**WHAT TO DO:** Could you reproduce the stretch of material below from the line containing "tag the countertop backsplash" through the line containing "<point>426,240</point>", word for word and leaving out the pictures?

***

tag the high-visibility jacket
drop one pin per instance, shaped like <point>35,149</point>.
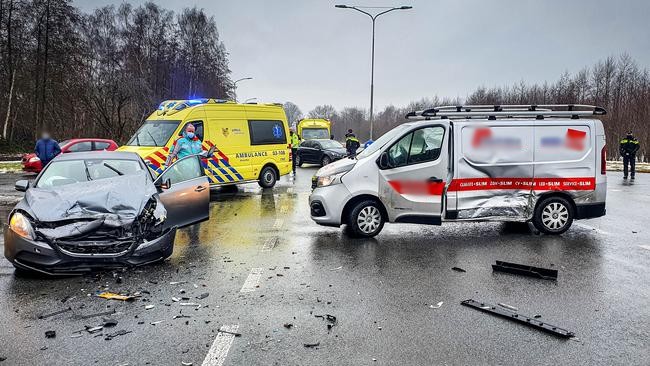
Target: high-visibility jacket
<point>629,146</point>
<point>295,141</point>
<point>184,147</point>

***

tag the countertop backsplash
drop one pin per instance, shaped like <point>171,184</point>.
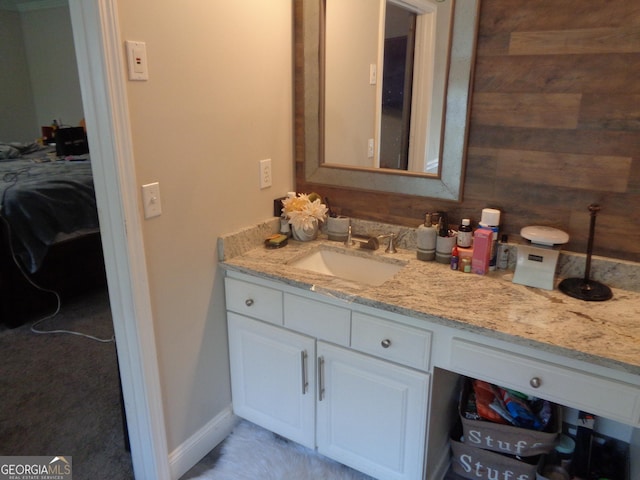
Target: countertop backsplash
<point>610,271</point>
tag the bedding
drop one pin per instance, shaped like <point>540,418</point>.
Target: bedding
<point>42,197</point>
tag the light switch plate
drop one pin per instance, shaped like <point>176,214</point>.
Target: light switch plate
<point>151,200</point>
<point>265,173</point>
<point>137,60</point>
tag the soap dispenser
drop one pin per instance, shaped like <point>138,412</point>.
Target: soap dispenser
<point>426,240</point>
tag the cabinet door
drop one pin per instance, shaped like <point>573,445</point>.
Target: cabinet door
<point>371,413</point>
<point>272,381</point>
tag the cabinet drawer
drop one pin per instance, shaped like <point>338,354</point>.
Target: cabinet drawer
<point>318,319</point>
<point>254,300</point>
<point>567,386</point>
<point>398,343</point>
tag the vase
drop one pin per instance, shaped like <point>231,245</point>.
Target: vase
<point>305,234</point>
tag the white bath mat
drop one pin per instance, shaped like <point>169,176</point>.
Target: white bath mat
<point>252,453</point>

***

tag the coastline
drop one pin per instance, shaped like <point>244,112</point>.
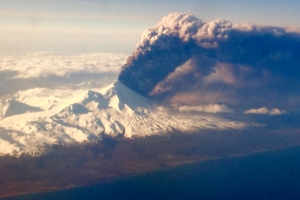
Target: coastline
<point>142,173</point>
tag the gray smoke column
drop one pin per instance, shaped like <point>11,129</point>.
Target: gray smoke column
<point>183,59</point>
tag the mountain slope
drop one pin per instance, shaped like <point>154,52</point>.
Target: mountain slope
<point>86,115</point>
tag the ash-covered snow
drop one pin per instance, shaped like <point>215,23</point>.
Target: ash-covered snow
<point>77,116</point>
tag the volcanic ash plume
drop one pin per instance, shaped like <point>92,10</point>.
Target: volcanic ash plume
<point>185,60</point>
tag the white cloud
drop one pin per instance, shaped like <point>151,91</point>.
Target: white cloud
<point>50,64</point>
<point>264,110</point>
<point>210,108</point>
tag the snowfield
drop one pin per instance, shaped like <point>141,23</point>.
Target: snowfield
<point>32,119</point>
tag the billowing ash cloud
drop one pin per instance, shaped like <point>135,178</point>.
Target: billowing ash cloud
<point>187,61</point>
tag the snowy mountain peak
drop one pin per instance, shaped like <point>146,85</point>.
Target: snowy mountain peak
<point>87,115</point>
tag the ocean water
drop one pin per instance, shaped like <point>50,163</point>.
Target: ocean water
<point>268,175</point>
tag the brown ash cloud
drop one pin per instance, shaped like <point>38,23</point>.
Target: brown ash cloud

***

**RESULT:**
tag the countertop backsplash
drop one pin per instance, shaped like <point>171,184</point>.
Target: countertop backsplash
<point>610,271</point>
tag the bedding
drop one pin per instance, shaped like <point>540,418</point>.
Target: bedding
<point>42,197</point>
tag the light switch plate
drop one pin per instance, shaped like <point>176,214</point>.
Target: light switch plate
<point>151,200</point>
<point>265,173</point>
<point>137,60</point>
tag the soap dispenser
drop one pin per instance, shaped like <point>138,412</point>.
Target: soap dispenser
<point>426,240</point>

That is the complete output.